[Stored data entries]
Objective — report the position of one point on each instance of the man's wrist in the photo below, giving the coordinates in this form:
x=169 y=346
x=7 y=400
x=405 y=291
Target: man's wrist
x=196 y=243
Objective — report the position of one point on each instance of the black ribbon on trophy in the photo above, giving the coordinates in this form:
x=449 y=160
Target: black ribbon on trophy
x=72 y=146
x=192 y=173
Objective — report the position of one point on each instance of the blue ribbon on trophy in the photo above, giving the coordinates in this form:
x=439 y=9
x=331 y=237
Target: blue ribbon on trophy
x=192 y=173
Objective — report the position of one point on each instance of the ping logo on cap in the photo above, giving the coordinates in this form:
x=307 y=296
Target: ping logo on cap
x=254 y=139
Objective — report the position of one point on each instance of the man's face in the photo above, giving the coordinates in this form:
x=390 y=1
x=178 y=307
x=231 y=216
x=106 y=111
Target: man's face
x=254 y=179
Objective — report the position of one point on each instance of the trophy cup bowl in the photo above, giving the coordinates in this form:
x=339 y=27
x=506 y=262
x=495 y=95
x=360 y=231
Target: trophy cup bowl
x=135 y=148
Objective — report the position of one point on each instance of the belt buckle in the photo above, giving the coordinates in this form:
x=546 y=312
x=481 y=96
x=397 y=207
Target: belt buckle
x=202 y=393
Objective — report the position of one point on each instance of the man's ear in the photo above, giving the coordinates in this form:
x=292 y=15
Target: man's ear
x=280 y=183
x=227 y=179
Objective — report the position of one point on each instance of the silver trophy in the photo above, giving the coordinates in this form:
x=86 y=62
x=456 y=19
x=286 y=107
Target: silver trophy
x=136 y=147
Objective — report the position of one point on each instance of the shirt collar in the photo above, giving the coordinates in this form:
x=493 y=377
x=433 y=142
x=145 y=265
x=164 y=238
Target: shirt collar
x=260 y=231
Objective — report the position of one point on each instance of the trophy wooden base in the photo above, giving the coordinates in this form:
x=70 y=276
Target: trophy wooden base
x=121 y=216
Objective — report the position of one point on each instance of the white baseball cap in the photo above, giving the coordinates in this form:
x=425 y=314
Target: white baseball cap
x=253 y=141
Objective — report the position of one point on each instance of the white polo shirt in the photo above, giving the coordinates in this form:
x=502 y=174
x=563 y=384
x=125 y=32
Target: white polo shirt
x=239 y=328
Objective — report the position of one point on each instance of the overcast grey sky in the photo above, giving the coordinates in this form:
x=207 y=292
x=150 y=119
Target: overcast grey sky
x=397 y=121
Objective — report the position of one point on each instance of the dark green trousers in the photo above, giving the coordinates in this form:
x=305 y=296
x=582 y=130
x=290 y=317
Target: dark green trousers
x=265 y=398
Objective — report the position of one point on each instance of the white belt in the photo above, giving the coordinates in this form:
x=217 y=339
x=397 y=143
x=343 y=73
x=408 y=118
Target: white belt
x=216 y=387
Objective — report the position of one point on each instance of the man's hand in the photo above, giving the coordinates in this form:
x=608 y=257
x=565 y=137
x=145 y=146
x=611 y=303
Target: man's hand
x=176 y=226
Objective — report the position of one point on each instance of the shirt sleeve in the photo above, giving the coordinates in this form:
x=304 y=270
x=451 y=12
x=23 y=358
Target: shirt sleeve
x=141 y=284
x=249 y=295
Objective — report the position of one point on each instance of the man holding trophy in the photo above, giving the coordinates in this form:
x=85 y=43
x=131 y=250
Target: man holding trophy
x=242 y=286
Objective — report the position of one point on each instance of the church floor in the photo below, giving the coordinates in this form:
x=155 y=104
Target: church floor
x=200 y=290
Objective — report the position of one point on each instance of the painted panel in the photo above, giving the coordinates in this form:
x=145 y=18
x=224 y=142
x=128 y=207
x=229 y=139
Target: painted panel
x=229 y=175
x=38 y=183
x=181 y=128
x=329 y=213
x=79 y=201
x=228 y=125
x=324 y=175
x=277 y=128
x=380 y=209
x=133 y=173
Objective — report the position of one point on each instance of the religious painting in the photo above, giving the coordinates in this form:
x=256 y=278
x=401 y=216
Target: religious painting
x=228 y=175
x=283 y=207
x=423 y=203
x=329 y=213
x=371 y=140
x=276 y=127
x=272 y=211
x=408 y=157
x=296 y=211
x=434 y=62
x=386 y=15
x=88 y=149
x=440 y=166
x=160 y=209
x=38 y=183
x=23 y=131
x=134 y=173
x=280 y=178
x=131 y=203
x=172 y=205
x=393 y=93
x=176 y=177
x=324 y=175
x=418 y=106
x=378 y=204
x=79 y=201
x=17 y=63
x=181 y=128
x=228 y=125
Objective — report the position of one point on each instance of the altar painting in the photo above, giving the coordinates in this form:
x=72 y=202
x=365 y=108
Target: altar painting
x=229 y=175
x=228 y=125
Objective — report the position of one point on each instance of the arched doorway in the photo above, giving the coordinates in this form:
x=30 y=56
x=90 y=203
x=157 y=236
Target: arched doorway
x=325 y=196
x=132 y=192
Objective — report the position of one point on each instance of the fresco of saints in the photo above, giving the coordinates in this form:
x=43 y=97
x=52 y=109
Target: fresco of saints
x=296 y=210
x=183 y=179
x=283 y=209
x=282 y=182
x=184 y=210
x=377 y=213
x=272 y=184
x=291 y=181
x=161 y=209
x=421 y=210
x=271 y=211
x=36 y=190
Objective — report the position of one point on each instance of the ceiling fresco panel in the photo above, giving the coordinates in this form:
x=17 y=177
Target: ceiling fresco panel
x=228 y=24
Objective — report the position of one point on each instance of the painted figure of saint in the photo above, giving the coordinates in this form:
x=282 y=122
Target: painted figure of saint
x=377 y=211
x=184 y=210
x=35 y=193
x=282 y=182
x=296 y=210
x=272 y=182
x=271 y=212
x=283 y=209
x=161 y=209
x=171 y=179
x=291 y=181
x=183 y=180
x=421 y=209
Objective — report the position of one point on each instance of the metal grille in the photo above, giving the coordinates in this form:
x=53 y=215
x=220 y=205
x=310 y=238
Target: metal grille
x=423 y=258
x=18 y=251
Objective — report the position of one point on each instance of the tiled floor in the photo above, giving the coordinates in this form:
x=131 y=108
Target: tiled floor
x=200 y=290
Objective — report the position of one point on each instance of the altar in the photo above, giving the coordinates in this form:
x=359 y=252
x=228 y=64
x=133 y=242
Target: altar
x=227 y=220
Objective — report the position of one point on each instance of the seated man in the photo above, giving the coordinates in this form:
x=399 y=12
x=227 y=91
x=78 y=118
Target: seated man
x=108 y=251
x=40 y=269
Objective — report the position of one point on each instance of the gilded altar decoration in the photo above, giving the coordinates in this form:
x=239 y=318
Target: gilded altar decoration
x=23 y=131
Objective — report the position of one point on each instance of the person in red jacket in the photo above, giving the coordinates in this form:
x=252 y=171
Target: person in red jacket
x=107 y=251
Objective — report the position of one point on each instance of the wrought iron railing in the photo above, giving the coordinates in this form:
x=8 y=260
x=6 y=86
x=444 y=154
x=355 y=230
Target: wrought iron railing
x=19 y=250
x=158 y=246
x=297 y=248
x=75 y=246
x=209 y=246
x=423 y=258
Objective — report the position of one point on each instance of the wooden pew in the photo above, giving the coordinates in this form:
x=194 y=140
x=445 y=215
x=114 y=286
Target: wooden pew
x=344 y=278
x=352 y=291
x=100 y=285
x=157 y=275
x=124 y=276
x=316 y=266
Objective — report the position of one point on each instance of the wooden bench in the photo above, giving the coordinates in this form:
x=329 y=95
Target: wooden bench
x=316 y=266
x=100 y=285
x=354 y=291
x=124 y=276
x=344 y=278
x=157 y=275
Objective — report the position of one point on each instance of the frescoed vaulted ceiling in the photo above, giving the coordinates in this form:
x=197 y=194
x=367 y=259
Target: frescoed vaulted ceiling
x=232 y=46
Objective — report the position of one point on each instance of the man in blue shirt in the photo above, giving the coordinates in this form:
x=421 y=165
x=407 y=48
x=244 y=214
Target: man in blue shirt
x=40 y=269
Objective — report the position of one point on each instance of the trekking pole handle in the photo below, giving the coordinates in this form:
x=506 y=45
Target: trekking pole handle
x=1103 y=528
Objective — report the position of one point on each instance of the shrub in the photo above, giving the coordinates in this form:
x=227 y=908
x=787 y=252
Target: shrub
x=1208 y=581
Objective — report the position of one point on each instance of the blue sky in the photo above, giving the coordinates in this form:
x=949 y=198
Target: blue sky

The task
Filter the entries down to the lines holding the string "below". Copy each of those lines.

Answer space
Objective — report the position of one point on each instance of the man's wrist in the photo below, giving the coordinates in this form:
Objective — report the position of one point on each instance of the church floor in the photo below, giving the coordinates in this form:
Objective — report the position of one point on each instance of the trekking pole handle in the photo below, giving the coordinates in this form:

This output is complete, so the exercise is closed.